Records shown —
- Opening Delimiter -
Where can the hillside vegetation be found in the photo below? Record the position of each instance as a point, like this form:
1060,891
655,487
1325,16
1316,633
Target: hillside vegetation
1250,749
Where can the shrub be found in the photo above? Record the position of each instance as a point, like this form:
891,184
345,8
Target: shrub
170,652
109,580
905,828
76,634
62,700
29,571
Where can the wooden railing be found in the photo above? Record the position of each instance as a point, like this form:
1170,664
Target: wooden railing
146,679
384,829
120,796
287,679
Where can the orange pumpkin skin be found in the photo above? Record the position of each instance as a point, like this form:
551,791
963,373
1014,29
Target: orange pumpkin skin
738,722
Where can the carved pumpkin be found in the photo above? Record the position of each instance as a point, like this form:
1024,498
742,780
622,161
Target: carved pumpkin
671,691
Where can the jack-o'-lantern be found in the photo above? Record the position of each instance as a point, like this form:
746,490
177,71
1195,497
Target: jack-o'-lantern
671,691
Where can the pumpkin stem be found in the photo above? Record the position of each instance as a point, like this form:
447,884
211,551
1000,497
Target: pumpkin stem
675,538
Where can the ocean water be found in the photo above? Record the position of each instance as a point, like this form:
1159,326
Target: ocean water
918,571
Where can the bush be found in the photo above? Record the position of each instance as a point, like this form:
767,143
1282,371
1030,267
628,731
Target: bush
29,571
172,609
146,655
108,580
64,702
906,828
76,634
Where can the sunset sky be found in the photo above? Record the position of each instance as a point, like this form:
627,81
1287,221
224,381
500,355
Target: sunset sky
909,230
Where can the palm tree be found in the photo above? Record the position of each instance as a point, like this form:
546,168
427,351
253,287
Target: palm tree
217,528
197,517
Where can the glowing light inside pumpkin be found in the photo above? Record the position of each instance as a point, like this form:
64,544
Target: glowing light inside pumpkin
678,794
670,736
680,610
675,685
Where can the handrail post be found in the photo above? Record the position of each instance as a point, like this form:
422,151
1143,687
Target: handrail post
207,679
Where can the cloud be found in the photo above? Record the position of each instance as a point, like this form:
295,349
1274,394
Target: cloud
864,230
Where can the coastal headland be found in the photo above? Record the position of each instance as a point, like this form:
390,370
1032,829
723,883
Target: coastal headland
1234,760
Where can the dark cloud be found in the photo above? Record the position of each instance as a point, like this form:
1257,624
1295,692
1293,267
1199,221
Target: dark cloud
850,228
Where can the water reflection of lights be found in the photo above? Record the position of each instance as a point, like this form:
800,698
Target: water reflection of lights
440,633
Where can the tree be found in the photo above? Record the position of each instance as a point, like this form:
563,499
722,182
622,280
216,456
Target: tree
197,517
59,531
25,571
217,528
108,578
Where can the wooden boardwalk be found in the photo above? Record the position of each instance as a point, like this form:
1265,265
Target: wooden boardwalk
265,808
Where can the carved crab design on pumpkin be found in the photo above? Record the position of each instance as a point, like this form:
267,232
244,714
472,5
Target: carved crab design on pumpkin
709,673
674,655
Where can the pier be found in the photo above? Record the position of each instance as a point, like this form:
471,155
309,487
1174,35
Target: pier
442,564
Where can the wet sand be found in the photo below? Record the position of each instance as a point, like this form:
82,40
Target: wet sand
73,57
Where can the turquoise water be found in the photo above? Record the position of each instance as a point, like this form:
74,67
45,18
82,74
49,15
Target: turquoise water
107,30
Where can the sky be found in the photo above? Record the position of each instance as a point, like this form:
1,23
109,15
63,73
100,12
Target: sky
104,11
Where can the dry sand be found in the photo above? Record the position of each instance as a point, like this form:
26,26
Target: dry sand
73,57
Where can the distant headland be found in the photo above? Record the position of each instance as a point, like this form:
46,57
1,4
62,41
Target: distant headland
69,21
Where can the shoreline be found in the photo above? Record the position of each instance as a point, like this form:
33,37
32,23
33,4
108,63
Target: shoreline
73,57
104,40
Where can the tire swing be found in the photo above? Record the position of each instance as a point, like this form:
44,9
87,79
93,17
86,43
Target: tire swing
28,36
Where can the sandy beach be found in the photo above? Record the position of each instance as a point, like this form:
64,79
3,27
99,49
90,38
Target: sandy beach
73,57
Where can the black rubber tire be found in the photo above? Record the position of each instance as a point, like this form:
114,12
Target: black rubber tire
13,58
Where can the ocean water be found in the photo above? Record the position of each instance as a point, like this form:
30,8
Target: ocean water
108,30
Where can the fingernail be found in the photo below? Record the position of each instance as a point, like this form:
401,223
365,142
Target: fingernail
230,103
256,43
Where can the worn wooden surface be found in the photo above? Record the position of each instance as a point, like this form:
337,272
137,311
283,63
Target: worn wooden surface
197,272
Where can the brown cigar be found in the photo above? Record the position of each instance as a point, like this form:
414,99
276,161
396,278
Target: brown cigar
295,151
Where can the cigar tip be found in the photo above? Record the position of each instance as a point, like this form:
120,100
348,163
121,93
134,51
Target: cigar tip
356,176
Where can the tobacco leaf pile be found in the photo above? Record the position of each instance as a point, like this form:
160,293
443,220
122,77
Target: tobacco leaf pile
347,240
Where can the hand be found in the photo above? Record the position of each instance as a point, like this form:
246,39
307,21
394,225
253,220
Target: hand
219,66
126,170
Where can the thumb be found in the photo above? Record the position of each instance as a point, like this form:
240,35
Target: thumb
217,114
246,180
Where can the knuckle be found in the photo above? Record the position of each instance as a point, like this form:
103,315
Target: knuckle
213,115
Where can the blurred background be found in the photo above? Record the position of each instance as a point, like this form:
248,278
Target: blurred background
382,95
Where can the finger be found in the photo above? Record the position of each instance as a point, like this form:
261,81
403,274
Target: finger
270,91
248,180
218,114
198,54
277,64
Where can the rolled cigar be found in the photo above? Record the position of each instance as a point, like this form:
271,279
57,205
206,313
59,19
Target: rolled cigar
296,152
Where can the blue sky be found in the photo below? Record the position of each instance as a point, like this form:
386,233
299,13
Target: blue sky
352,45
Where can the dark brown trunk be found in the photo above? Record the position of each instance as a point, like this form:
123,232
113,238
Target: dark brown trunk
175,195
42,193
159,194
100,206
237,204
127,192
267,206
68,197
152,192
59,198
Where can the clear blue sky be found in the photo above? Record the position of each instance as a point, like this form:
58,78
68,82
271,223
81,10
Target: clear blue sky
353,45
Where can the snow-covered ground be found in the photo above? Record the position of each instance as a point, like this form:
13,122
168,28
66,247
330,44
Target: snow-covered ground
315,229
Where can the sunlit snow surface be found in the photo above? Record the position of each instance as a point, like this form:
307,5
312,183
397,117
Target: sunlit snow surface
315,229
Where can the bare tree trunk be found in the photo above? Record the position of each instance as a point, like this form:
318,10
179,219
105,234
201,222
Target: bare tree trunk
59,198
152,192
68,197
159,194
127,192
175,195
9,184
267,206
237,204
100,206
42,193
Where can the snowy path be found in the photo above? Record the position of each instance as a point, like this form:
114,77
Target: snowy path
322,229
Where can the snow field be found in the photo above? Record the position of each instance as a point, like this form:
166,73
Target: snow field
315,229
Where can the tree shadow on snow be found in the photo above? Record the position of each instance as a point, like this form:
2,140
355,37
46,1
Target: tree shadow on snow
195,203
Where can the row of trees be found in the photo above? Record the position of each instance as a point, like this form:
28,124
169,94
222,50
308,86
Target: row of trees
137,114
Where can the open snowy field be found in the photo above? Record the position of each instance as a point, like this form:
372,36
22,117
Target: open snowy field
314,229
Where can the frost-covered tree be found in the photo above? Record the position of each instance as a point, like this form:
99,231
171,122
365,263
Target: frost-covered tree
- Closing Delimiter -
Work task — Return all of the data precisely as it appears.

Answer area —
Where can the hillside vegetation be found in the photo below? Record the position of each instance as a point, like this form:
1060,891
655,487
1325,16
1316,633
Target: hillside vegetation
1250,749
Where can the shrub be found in the photo above? Record the position of each instance as a point, like this form:
891,184
345,8
Target: shrub
170,652
109,580
905,828
76,634
62,700
29,571
Where can the wooden railing be found in the photo above? Record the position of each instance as a point, like this form:
1170,664
Target: wooden railing
146,679
384,829
120,796
287,679
Where can the orange pumpkin skin be found in the photo above? Record the position of each instance as a point, like this form:
551,791
963,373
1014,29
Target: orange pumpkin skin
738,722
Where can the carved pumpkin be found in the photo above? Record the position of each instance as a point, like this form:
1024,498
742,780
622,161
Target: carved pumpkin
671,691
Where can the jack-o'-lantern be found in the photo above? Record the position of each instance as a point, like this form:
746,490
177,71
1195,497
Target: jack-o'-lantern
671,691
Where can the pumpkin stem be found in the photo above? Record the position of each instance as a point, like this form:
447,884
211,551
1000,497
Target: pumpkin stem
675,538
Where can the ocean water be found in the photo above? Record the position of each instance as a point, like this form:
1159,326
Target: ocean water
918,571
Where can the bush be found in the photo above? Record the position of each instance as a point, like this form:
767,143
1282,371
1030,267
628,731
Target: bush
29,571
172,609
146,655
108,580
64,702
906,828
76,634
Where can the sunset sky be found in the photo above? Record the position of each instance as a point, like this form:
627,81
1287,221
224,381
500,355
Target: sunset sky
909,230
Where can the palm tree be found in the photo above? Record the position of each instance as a point, like this form:
546,168
427,351
253,287
Target: palm tree
217,528
197,517
Where can the glowing light inside pumpkin be found in the photo above? Record the position of each instance as a point, like this form:
64,544
Target: glowing light inside pumpkin
678,794
670,736
680,610
675,685
Where can the handrail post be found in the photo above? Record the position of each instance as a point, like this form:
422,151
1143,687
Target: handrail post
207,679
Where can the cloud be found in the photo above? Record the position of each instance as a point, like this form:
295,349
1274,394
Target: cloud
864,230
Where can the coastal headland be found in the photo above? Record the position of each instance as a point, like this form:
390,370
1032,829
723,883
Target: coastal headland
1234,760
Where can the dark cloud be found in the photo above? Record the position of each instance as a point, like this form:
1257,624
1295,692
1293,267
1199,221
Target: dark cloud
850,228
Where can the water reflection of lights be found in the photo above? Record the position of each instance as a point, like this form:
800,698
Target: water reflection of lights
440,633
Where can the tree be found in the photo above? Record the position of each instance as a point, like this form:
563,499
722,182
622,280
216,456
Target: tree
197,517
59,531
25,571
217,528
108,578
Where can the wooden boardwalk be found in the photo above? Record the position of each instance as a point, like this form:
1265,265
Target: wooden boardwalk
265,808
Where can the carved crab design on pumpkin be found in the photo above? Record the position of each instance as a point, like this form:
267,232
244,714
472,5
Target: carved crab design on pumpkin
709,673
674,655
Where can the pier be found in the photo above? Record the position of each instance as a point, like this form:
471,155
309,487
1174,35
Target: pier
442,564
Where can the wet sand be found in the photo below? Record the position of each instance as a point, like this form:
82,40
Target: wet sand
73,57
Where can the turquoise water be found in the photo above? Record the position of each instance as a point, like this form:
74,67
45,18
82,74
49,15
Target: turquoise water
107,30
Where can the sky be found in the photo above? Record the position of each instance as a point, like this form:
1,23
109,15
63,73
100,12
Target: sky
104,11
Where can the dry sand be found in the photo above? Record the position of each instance as a point, like this form:
26,26
Target: dry sand
73,57
Where can the distant headland be found in the photo above? Record the position of each instance as a point, like this form:
46,57
1,4
62,41
Target: distant headland
69,21
Where can the shoreline be found in the photo above? Record the position of each instance as a point, like this form:
33,37
32,23
33,4
108,63
Target: shoreline
73,57
104,40
Where can the tire swing be found in the photo above? Record the position of each instance as a point, like this form:
44,9
87,79
93,17
86,43
Target: tire swing
28,36
Where can the sandy beach be found in the photo above? Record the position of each instance as a point, like this form:
64,79
3,27
99,49
90,38
Target: sandy beach
73,57
Where can the black rubber tire be found in the photo above? Record the position of each instance as a point, like this form:
114,12
Target: black rubber tire
13,58
Where can the ocean water be found in the photo above? Record the position of each instance as a point, like this form:
30,8
Target: ocean water
108,30
Where can the fingernail be found in the photo below? Record the position of each instance as a point, like this form:
401,223
365,142
Target: fingernail
230,103
256,43
Where can the worn wooden surface be found in the photo above? Record the position of each instance as a point, like this form:
337,272
137,311
283,63
Target: worn wooden surface
197,272
Where can the brown cigar be found in the photo above? Record the position of each instance as a point, like this form:
414,99
276,161
396,278
Target: brown cigar
295,151
Where can the cigar tip be found in the photo above? Record the position of each instance as a point, like this form:
120,100
348,163
121,93
134,51
Target: cigar tip
356,176
Where can the tobacco leaf pile be found in the photo above? Record the position of each instance as a point, like this form:
160,293
443,220
122,77
Target: tobacco leaf pile
347,240
Where can the hand be found in the photo above? Record the position of each instance as a point, like this form:
246,39
307,21
394,225
253,220
Target: hand
219,66
126,170
Where can the thumb be found in the photo above? Record the position of each instance as a point, like this form:
240,35
Target: thumb
217,114
246,180
Where can the knuckle be found in the photo above? Record the position of each instance as a point, like this form:
103,315
Target: knuckle
213,115
Where can the blurred background be found in the photo above? Record the position of each instance as a point, like this form:
248,278
Target: blurred background
382,95
Where can the finger be found in the photo above? Record the position of each instance as a point, like this form:
261,81
403,274
Target: finger
270,91
248,180
218,114
198,54
277,64
Where can the rolled cigar be found in the photo above? Record the position of each instance as a point, like this form:
271,279
57,205
206,313
59,19
Target: rolled cigar
296,152
Where can the blue sky be found in the photo below? Record the position of each instance as a point, like this form:
386,233
299,13
Target: blue sky
352,45
Where can the dark brown trunk be found in the photo above? Record the position of each instance as a point, like this form:
123,232
113,238
Target: dark brown trunk
175,195
42,193
159,194
100,206
237,204
127,192
267,206
68,197
152,192
59,198
Where can the clear blue sky be found in the photo above? Record the position of each instance as a point, like this form:
58,78
68,82
271,223
81,10
Target: clear blue sky
353,45
Where can the snow-covered ground be found in the photo above? Record the position of each instance as a point, like this form:
13,122
168,28
66,247
330,44
Target: snow-covered ground
315,229
Where can the sunlit snow surface be found in the photo above? Record the position of each instance as a point, like this form:
307,5
312,183
397,117
Target: sunlit snow surface
315,229
Where can the bare tree trunk be found in the photo above? Record the position of each instance as a point, like this form:
318,10
179,219
105,234
201,222
Target: bare tree trunk
59,198
152,192
68,197
159,194
127,192
175,195
9,184
267,206
237,204
100,206
42,193
Where can the snowy path be found in the photo above? Record the position of each instance as a point, like this form:
114,77
Target: snowy path
322,229
Where can the snow field be found in the photo above? Record the position of each instance as a point, like this form:
166,73
Target: snow field
315,229
Where can the tree shadow on snow be found in the photo above? Record the position of each instance as a point, like this form:
2,140
355,37
46,1
Target: tree shadow on snow
195,203
Where can the row of trees be found in the photo above? Record the position of each instance as a point, like this form:
28,124
169,94
222,50
308,86
Target: row of trees
137,114
Where can the open snowy field be found in the photo above? Record the position of each instance as a point, like this form:
372,36
22,117
Target: open snowy field
314,229
Where can the frost-covered tree be found in the photo above? Record the position of each instance as a point, like this form:
99,231
171,122
365,263
Target: frost-covered tree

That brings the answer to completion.